[Entradas de datos recopiladas]
◇ ◇ ◇ ◇ ◇ ◇ ◇

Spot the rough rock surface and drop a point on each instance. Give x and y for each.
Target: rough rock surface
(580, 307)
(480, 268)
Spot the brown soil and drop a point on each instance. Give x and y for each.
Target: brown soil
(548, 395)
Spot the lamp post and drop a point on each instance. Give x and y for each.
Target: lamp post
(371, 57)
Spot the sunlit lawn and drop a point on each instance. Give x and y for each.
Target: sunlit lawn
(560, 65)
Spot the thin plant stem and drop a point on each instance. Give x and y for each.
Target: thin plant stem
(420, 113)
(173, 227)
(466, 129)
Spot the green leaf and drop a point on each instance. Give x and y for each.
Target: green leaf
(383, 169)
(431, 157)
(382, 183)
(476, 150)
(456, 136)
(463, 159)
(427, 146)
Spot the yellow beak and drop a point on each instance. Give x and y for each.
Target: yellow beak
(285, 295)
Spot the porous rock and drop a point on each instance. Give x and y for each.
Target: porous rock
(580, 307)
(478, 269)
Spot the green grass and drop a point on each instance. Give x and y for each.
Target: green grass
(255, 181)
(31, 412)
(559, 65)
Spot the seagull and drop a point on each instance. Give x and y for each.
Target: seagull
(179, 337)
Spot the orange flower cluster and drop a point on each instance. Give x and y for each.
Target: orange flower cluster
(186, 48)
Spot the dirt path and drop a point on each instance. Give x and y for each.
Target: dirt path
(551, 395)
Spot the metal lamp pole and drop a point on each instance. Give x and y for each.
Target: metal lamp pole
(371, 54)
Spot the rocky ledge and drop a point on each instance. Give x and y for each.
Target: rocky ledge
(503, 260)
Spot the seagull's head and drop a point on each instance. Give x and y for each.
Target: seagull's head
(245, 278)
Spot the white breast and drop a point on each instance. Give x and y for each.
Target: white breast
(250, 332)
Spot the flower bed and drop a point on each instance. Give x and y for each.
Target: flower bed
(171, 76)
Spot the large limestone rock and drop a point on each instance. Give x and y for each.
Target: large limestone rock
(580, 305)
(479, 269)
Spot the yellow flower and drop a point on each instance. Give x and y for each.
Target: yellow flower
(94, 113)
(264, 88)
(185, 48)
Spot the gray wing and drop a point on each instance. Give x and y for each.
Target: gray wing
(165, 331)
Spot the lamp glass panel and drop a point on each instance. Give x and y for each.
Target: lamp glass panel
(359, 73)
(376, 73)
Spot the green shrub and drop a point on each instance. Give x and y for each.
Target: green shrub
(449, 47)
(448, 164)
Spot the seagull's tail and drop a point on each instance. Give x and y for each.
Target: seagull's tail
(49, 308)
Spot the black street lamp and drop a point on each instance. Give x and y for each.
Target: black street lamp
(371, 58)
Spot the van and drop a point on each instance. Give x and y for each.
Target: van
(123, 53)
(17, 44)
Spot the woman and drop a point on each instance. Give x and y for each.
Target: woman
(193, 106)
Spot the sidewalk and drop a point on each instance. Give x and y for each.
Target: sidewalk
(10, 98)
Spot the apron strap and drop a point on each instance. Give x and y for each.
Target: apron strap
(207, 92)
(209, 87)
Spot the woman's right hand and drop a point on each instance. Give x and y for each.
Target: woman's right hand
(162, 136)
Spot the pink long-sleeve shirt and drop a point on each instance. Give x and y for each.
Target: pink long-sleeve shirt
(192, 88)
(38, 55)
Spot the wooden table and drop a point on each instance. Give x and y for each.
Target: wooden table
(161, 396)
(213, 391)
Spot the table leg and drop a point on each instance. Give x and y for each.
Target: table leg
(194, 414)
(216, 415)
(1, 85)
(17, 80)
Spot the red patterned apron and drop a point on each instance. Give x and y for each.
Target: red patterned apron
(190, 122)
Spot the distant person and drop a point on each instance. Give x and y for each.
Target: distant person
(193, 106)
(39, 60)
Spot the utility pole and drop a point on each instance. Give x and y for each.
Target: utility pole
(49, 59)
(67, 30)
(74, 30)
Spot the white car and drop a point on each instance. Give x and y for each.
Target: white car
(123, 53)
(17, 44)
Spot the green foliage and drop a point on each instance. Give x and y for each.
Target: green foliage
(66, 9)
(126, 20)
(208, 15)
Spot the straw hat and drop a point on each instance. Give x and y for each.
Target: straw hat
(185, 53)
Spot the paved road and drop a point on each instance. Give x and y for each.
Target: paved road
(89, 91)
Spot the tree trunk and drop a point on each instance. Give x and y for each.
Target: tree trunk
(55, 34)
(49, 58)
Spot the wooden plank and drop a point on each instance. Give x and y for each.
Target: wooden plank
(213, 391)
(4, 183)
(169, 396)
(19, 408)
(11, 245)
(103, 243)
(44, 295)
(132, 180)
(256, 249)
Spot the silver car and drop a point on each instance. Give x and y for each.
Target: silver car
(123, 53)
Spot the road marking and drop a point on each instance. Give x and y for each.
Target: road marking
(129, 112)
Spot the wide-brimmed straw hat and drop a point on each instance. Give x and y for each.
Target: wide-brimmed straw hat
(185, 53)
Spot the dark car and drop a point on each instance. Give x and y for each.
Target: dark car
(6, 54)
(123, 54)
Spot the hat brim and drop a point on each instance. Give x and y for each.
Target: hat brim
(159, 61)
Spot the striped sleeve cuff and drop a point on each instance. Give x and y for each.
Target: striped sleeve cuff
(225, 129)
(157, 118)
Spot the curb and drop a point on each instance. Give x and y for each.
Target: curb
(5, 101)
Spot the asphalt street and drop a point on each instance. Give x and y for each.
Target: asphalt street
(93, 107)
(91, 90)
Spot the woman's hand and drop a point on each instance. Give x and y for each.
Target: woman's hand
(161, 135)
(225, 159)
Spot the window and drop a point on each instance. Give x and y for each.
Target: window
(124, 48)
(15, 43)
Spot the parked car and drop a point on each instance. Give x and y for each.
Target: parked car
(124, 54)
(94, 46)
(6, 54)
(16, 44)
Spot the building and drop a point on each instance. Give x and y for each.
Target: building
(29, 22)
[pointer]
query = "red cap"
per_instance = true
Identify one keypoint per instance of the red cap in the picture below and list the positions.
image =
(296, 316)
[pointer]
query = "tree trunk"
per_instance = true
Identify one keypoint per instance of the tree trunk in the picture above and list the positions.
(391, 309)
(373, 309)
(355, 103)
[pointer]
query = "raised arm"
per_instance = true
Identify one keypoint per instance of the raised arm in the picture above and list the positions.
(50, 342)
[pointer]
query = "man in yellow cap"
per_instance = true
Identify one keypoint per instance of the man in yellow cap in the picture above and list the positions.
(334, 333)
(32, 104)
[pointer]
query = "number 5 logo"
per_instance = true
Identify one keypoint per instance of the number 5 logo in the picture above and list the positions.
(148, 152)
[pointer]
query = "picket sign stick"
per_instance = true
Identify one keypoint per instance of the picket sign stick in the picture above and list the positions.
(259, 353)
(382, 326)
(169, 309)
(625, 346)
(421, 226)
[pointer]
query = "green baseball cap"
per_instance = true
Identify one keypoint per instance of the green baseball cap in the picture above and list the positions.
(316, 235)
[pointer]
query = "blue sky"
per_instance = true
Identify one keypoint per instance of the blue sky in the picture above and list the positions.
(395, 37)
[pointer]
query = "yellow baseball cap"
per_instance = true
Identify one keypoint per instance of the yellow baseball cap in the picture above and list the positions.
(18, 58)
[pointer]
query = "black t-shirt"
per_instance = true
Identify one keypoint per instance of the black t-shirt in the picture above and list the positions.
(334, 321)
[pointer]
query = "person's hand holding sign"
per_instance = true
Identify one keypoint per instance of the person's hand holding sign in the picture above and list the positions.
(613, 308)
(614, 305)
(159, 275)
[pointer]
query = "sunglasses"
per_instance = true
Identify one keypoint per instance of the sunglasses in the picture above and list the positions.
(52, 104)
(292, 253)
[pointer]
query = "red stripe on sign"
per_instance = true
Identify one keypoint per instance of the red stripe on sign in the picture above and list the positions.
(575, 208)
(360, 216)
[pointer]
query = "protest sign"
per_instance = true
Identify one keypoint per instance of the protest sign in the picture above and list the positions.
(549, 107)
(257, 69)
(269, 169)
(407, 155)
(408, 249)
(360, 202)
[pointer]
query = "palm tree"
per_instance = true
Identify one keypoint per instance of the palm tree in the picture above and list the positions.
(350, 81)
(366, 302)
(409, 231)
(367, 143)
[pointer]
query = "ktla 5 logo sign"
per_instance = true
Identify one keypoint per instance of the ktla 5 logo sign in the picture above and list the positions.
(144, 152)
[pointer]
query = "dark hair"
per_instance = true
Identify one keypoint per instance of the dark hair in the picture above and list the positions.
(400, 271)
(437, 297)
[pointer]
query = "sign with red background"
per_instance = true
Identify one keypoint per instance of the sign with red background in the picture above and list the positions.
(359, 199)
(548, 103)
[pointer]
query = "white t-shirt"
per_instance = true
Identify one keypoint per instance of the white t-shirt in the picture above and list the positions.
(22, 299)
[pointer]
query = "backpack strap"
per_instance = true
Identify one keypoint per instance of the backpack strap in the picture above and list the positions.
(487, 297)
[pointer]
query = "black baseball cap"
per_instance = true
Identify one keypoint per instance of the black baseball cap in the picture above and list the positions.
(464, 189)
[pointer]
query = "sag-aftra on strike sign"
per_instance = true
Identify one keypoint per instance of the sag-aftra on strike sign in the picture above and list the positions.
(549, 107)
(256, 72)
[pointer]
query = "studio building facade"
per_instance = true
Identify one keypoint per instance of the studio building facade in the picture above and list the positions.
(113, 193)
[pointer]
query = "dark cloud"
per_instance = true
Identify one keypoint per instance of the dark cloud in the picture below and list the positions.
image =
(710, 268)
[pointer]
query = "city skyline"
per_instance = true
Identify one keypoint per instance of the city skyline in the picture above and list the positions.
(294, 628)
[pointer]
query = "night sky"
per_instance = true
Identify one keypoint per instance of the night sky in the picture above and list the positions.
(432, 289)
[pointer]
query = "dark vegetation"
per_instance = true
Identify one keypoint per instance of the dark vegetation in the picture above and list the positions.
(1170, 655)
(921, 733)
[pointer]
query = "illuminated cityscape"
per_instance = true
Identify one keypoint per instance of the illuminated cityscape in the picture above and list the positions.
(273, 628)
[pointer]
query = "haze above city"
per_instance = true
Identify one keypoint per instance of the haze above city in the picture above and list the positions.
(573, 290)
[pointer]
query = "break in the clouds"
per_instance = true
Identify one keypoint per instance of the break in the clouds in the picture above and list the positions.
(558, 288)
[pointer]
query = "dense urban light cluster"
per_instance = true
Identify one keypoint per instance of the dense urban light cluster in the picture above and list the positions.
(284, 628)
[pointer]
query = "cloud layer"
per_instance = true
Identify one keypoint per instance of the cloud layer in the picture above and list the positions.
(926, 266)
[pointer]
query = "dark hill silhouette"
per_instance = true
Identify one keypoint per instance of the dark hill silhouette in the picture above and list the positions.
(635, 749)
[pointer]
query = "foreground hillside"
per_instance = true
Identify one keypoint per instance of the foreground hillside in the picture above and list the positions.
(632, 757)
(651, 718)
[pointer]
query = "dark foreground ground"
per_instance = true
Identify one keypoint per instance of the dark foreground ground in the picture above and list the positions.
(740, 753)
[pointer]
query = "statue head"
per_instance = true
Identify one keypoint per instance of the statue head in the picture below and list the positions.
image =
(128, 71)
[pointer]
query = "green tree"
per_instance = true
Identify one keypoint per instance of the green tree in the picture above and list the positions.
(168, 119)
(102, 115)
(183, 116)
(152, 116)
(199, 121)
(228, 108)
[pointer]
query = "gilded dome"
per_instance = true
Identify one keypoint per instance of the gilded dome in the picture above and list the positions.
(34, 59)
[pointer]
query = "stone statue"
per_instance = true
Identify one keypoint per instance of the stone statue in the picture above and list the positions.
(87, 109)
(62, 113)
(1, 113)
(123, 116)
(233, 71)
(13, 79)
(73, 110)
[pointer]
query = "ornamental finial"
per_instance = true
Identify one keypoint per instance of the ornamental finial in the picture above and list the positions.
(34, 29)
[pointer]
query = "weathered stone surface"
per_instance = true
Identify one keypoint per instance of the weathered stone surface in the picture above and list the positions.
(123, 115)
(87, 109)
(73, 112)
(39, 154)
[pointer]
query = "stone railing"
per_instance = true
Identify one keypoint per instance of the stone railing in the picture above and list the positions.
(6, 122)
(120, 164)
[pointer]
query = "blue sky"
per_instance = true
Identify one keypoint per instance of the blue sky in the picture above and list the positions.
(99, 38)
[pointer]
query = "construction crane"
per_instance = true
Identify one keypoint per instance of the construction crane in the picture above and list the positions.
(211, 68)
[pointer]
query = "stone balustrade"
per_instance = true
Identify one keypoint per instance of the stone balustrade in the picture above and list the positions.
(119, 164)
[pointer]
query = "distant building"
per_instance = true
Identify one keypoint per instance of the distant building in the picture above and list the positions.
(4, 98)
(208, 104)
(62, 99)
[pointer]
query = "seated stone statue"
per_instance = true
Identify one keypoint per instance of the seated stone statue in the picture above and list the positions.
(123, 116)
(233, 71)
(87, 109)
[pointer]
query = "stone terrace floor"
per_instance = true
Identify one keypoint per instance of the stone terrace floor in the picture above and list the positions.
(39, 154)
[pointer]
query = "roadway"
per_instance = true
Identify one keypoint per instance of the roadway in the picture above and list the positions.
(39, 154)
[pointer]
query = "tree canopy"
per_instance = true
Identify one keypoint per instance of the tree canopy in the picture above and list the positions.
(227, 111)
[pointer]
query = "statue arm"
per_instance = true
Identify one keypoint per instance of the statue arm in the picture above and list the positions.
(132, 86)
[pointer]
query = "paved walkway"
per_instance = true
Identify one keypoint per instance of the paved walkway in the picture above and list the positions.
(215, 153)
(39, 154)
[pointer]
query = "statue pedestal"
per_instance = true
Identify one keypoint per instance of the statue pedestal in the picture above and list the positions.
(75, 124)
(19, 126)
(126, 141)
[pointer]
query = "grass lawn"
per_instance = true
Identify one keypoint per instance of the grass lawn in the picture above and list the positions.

◇ ◇ ◇ ◇ ◇ ◇ ◇

- _OBJETIVO DEL EJERCICIO_
¿Qué líneas de los registros contienen la cadena "silver"? Enuméralas todas, teniendo en cuenta que se distinguen mayúsculas y minúsculas.

- _RESPUESTA_
Spot the silver car and drop a point on each instance. Give x and y for each.
Target: silver car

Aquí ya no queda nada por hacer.